What to produce: Reproduce the listing below line for line, leaving the pictures out of your copy.

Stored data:
-------------------------
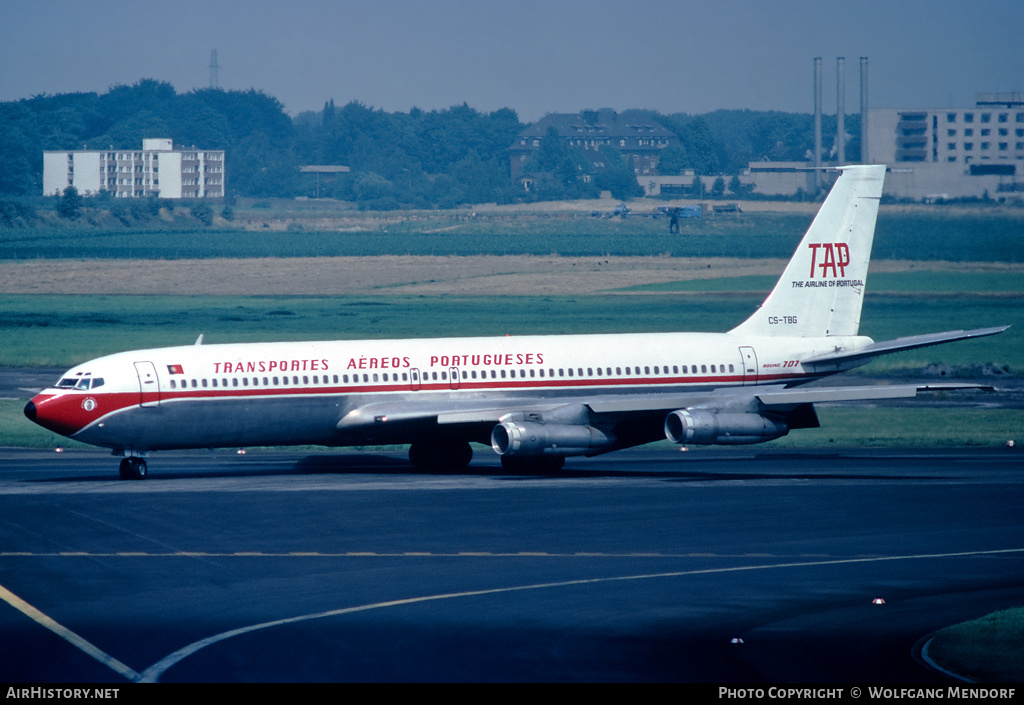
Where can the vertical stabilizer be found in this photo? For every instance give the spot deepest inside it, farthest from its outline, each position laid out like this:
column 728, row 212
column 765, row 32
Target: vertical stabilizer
column 821, row 291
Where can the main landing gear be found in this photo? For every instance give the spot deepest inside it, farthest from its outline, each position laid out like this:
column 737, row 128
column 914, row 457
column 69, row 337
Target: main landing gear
column 132, row 468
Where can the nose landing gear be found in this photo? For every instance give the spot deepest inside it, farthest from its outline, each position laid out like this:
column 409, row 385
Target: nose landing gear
column 132, row 468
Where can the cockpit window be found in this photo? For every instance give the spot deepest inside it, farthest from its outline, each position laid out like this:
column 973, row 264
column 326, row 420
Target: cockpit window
column 80, row 382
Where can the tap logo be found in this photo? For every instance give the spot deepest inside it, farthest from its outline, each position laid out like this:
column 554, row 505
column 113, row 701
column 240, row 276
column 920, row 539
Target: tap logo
column 834, row 258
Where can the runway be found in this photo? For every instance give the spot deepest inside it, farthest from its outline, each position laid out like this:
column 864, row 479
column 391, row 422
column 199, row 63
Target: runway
column 712, row 566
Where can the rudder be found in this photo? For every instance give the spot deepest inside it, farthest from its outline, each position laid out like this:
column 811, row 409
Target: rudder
column 822, row 288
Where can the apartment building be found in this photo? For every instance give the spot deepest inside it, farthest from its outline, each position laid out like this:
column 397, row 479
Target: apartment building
column 951, row 153
column 158, row 169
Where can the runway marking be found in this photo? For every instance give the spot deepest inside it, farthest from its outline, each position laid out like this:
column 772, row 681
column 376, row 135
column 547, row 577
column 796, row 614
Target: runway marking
column 67, row 634
column 153, row 673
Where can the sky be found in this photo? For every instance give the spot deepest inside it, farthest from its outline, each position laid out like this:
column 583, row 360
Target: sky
-------------------------
Solution:
Where can the vertical stabilizer be found in this photo? For every instance give the spot deepest inside it, farthest from its outline, each position laid out like this:
column 728, row 212
column 765, row 32
Target: vertical stabilizer
column 821, row 291
Where can the main landing gear be found in this photo? For every instance give the spot deepest inside it, farthest from its outline, each position laid out like this:
column 737, row 128
column 914, row 457
column 69, row 337
Target: main landing gear
column 132, row 468
Where can the nose landing gear be found in this photo? For every instance give the spot deepest inside it, farthest from its outline, each position laid out like this:
column 409, row 385
Target: nose landing gear
column 132, row 468
Where can the cockpit window be found in this photo? For every instance give the spot deepest inside it, farthest from its outline, each position laid out like this:
column 973, row 264
column 326, row 420
Target: cockpit window
column 80, row 382
Where can the tap logo be found in this photo? For every instance give the spot deepest inside it, farthest from its outline, each position laid out like this:
column 554, row 505
column 113, row 701
column 240, row 276
column 920, row 539
Target: tap logo
column 834, row 258
Where can the runway be found in this photo? For every instance give the spot deepest inside it, farthest from its outline, each position laid out like this:
column 864, row 479
column 391, row 422
column 199, row 63
Target: runway
column 712, row 566
Where can the rudder be found in this photo? For every instance give the spot deepest inside it, farthest from its outline, each position laid out like this:
column 811, row 409
Target: rudder
column 822, row 288
Where can the apartment building be found in this photo? For every instance give the spot deepest inside it, farthest from its outline, each position laid out like this:
column 397, row 479
Target: apartment building
column 951, row 153
column 158, row 169
Where can the runway marking be found in this photo? For every instance give the spot deepest inside it, farthest from its outline, each position laid out like this:
column 772, row 681
column 376, row 135
column 547, row 577
column 796, row 614
Target: runway marking
column 67, row 634
column 153, row 673
Where can the sky be found in this photo? For every instance give the spot deepest inside it, farthest from its outline, each position laid out like this:
column 583, row 360
Target: sky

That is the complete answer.